Task description >>
Look through the entries that follow and return each line that has the string "below".

Exercise inputs >>
************

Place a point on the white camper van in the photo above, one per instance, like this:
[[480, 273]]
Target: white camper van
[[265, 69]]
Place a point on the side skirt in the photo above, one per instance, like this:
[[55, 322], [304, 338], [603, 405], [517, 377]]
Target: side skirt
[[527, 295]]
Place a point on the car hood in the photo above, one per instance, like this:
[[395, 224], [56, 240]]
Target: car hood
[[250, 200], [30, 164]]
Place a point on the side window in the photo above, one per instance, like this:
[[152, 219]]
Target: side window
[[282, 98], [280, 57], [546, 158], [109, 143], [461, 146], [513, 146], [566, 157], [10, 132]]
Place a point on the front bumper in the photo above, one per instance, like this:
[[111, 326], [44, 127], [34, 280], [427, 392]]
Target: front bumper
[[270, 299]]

************

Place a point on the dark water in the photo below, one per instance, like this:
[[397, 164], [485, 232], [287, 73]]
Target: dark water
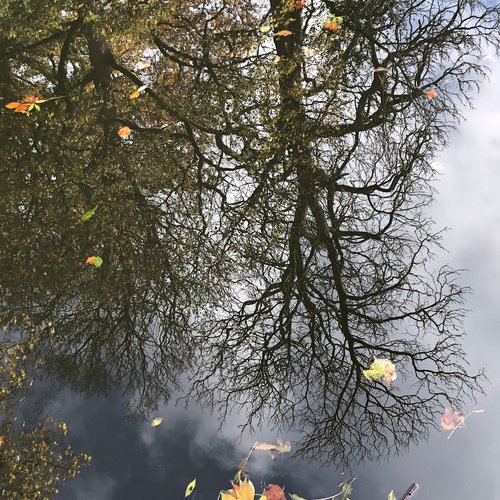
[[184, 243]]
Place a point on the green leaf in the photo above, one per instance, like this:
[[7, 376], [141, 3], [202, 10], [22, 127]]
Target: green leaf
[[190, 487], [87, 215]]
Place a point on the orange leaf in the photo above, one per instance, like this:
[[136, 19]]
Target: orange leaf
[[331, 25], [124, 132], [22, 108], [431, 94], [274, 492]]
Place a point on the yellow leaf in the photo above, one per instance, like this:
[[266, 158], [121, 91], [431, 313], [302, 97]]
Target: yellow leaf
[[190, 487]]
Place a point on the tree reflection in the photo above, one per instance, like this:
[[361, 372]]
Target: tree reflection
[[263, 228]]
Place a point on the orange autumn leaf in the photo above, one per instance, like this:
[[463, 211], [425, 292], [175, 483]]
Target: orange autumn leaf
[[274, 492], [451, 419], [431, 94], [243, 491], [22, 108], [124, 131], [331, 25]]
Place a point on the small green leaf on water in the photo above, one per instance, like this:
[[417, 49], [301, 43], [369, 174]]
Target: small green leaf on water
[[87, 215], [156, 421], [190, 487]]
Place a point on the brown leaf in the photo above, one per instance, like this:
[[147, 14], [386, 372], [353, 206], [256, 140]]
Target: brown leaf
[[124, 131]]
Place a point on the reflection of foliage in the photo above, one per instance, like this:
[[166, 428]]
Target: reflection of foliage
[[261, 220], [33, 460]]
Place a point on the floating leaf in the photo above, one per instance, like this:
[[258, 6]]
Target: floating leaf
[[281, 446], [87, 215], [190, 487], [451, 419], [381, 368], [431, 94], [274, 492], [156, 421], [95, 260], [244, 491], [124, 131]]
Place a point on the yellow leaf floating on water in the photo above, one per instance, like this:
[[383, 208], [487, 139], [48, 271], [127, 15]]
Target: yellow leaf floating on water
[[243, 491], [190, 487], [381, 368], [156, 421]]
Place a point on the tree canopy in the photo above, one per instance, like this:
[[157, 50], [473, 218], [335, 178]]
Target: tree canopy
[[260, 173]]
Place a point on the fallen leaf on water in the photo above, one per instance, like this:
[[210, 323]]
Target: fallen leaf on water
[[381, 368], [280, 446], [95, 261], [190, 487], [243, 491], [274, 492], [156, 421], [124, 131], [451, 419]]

************

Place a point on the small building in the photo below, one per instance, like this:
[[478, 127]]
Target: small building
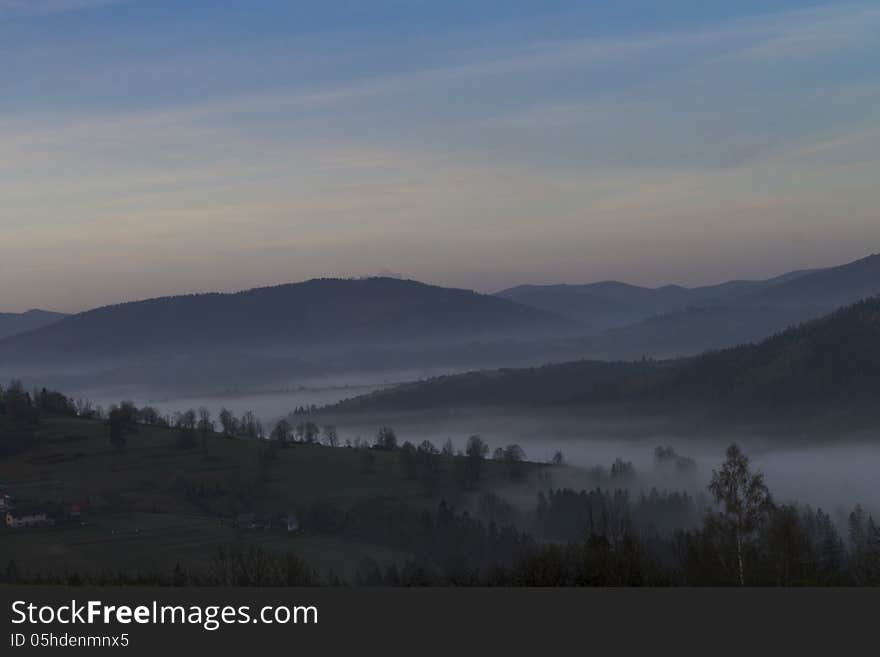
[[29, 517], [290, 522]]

************

Exercise result >>
Place a point on the dark water in the photo below, one per instance, like this:
Place a point on the small building in the photo below, one per instance, like this:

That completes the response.